- Aim of the task: Return every item below verbatim, character for character, with no changes.

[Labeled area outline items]
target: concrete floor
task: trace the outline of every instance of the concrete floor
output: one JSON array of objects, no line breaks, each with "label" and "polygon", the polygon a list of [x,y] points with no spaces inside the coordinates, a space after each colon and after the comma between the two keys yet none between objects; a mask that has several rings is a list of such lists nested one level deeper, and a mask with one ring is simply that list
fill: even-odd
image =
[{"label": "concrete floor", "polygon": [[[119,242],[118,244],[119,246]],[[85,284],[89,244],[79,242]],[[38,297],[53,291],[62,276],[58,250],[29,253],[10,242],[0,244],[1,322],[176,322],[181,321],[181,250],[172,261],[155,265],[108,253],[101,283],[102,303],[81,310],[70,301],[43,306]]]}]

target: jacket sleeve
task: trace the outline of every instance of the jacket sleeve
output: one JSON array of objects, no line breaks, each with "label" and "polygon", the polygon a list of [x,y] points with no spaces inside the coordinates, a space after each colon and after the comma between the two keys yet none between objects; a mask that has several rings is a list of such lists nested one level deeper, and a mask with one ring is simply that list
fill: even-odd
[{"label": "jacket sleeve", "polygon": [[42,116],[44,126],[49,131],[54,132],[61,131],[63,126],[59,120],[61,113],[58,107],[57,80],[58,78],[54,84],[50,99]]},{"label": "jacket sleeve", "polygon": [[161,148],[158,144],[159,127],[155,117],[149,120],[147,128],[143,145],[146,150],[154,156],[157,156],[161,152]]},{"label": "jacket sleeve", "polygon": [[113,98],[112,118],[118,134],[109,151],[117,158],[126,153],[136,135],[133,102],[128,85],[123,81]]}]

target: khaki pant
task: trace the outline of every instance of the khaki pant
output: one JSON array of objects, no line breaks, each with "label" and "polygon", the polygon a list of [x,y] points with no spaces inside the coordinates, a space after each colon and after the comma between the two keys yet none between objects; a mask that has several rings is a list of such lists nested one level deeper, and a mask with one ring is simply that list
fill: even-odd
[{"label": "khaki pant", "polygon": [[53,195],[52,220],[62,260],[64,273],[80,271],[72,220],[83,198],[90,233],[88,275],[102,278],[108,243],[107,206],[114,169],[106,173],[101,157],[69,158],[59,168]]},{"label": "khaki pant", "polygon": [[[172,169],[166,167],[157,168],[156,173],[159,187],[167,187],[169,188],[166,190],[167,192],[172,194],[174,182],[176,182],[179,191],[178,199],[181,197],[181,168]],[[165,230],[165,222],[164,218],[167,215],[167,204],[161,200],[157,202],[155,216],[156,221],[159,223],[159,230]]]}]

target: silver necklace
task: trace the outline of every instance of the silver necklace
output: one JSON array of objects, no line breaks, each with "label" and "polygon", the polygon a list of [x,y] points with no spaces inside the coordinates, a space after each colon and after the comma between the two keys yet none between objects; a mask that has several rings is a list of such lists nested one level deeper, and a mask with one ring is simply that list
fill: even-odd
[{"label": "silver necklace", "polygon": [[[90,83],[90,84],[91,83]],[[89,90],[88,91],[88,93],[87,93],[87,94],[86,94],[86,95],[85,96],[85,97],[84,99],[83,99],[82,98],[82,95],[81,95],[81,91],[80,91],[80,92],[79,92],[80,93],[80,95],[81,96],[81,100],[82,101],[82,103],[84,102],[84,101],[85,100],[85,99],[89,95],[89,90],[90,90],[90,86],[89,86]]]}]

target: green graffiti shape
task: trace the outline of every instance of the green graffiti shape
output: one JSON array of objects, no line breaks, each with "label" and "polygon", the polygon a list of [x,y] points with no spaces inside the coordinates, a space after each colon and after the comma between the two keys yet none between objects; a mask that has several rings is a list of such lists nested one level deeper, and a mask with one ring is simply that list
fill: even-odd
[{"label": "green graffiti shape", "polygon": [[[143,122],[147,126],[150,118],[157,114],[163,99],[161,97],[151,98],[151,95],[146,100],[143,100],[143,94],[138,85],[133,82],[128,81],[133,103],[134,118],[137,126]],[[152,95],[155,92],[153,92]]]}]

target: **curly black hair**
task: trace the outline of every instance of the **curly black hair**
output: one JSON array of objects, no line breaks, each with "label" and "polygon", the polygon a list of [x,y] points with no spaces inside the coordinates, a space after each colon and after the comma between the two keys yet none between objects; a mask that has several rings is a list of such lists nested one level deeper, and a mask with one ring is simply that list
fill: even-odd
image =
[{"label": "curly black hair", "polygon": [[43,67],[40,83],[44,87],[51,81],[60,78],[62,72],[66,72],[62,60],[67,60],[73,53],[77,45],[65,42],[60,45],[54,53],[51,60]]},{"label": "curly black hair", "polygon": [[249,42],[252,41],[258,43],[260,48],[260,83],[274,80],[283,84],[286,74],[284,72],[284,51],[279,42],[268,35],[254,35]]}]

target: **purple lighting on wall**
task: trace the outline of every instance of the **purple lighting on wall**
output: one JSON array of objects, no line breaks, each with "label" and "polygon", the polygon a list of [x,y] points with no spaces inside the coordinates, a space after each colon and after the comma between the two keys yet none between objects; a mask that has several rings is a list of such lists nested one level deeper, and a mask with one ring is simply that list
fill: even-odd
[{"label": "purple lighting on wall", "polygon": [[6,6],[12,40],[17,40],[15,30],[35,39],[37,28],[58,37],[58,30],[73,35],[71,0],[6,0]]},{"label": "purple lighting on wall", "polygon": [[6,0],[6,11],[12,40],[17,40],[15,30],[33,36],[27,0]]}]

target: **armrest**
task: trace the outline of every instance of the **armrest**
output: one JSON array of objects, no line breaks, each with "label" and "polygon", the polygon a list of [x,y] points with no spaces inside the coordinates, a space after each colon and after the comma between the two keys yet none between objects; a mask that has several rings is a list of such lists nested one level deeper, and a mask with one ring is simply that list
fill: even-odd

- Response to the exercise:
target: concrete floor
task: trace the outline of every instance of the concrete floor
output: one JSON array of objects, no line breaks, each with "label" and "polygon", the polygon a list of [x,y] points with no spaces inside the coordinates, a space after each colon and after the comma between the two keys yet none between objects; a mask that has several rings is a list of such lists nested one level deeper, and a mask with one ring is simply that list
fill: even-odd
image =
[{"label": "concrete floor", "polygon": [[[119,242],[118,244],[119,246]],[[85,284],[89,244],[79,242]],[[38,297],[53,291],[62,276],[58,250],[29,253],[10,242],[0,244],[1,322],[176,322],[181,321],[181,250],[172,261],[155,265],[108,253],[101,283],[102,303],[81,310],[70,301],[43,306]]]}]

target: jacket sleeve
task: trace the outline of every instance of the jacket sleeve
output: one JSON array of objects, no line breaks, each with "label" and "polygon", the polygon a list of [x,y] points with no spaces inside the coordinates, a space after each colon and after the comma between the two keys yet none between objects; a mask that has several rings is a list of such lists nested one level deeper, and a mask with one ring is simply that list
fill: even-odd
[{"label": "jacket sleeve", "polygon": [[42,116],[44,126],[49,131],[54,132],[61,131],[63,126],[59,120],[61,113],[58,107],[57,80],[58,78],[54,84],[50,99]]},{"label": "jacket sleeve", "polygon": [[161,148],[158,144],[159,127],[155,117],[149,120],[147,128],[143,145],[146,150],[154,156],[157,156],[161,152]]},{"label": "jacket sleeve", "polygon": [[113,98],[112,118],[118,134],[109,151],[117,158],[126,153],[136,135],[133,102],[128,85],[123,81]]}]

target: khaki pant
task: trace the outline of every instance of the khaki pant
output: one JSON array of objects, no line breaks, each with "label" and "polygon", the polygon a list of [x,y] points with no spaces inside the coordinates, a space after each colon and after the comma between the two keys yet none between objects; a mask that has several rings is a list of such lists nested one level deeper, and a mask with one ring is simply that list
fill: even-odd
[{"label": "khaki pant", "polygon": [[53,195],[52,220],[62,260],[64,273],[80,271],[72,220],[83,198],[90,233],[88,275],[102,278],[108,243],[107,206],[114,169],[106,173],[101,157],[69,158],[59,168]]},{"label": "khaki pant", "polygon": [[[172,169],[166,167],[157,168],[156,173],[159,187],[167,187],[169,188],[166,190],[167,192],[172,194],[174,182],[176,182],[179,191],[178,199],[181,197],[181,168]],[[165,230],[165,222],[164,218],[167,215],[167,204],[161,200],[157,202],[155,216],[156,221],[159,223],[159,230]]]}]

target: silver necklace
task: trace the outline of every instance of the silver necklace
output: one JSON array of objects, no line breaks, each with "label" and "polygon", the polygon a list of [x,y] points with no spaces inside the coordinates, a space after each colon and after the comma between the two keys yet none between objects; a mask that has several rings is a list of such lists nested one level deeper, and a mask with one ring is simply that list
fill: even-odd
[{"label": "silver necklace", "polygon": [[[90,83],[90,84],[91,83]],[[89,90],[88,91],[88,93],[87,93],[87,94],[86,94],[86,95],[85,96],[85,97],[84,99],[83,99],[82,98],[82,95],[81,95],[81,91],[80,91],[80,92],[79,92],[80,93],[80,95],[81,96],[81,100],[82,101],[82,103],[84,102],[84,101],[85,100],[85,99],[89,95],[89,90],[90,90],[90,86],[89,86]]]}]

target: green graffiti shape
task: trace the outline of every instance of the green graffiti shape
output: one JSON array of objects, no line breaks, each with "label" and "polygon", the polygon a list of [x,y] points with no spaces inside the coordinates, a space after each colon and after the comma between the two keys yet none between objects; a mask that has several rings is a list of such lists nested one level deeper, and a mask with one ring is simply that list
fill: even-odd
[{"label": "green graffiti shape", "polygon": [[[143,122],[147,126],[150,118],[157,114],[163,99],[161,97],[151,98],[151,95],[146,100],[143,100],[143,94],[138,85],[133,82],[128,81],[133,103],[134,118],[137,126]],[[152,95],[155,92],[153,92]]]}]

target: **curly black hair**
task: trace the outline of every instance of the **curly black hair**
output: one JSON array of objects, no line breaks, each with "label" and "polygon", the polygon a list of [x,y] points with no spaces inside the coordinates, a space after each colon and after the comma between the two keys yet none between objects; a mask that has several rings is a list of such lists nested one level deeper, and a mask with one ring is simply that list
fill: even-odd
image =
[{"label": "curly black hair", "polygon": [[43,67],[40,83],[44,87],[51,81],[60,78],[62,72],[66,72],[62,60],[67,60],[73,53],[77,45],[65,42],[60,45],[54,53],[51,60]]},{"label": "curly black hair", "polygon": [[249,42],[252,41],[258,43],[260,48],[260,83],[274,80],[283,84],[286,74],[284,72],[284,51],[279,42],[268,35],[254,35]]}]

target: **purple lighting on wall**
task: trace the outline of every instance of the **purple lighting on wall**
output: one JSON array of objects, no line breaks, each with "label" and "polygon", the polygon a list of [x,y] points with no spaces inside the coordinates, a space after each colon and after the comma between the two keys yet none between objects; a mask that has several rings is a list of such lists nested one level deeper, and a mask with one ring is simply that list
fill: even-odd
[{"label": "purple lighting on wall", "polygon": [[6,6],[12,40],[17,40],[15,30],[35,39],[37,28],[58,37],[58,30],[73,35],[71,0],[6,0]]},{"label": "purple lighting on wall", "polygon": [[6,0],[6,11],[12,40],[17,40],[15,30],[33,36],[27,0]]}]

target: **armrest**
task: trace the outline of every instance of the **armrest**
output: one JSON array of objects, no line breaks, each with "label" and "polygon", the polygon a list of [x,y] points with no spaces inside the coordinates, a space after each colon and after the comma between the two keys yet none between objects; a mask that has several rings is a list of such lists nested one level deeper, and a mask with one ring is simply that list
fill: even-odd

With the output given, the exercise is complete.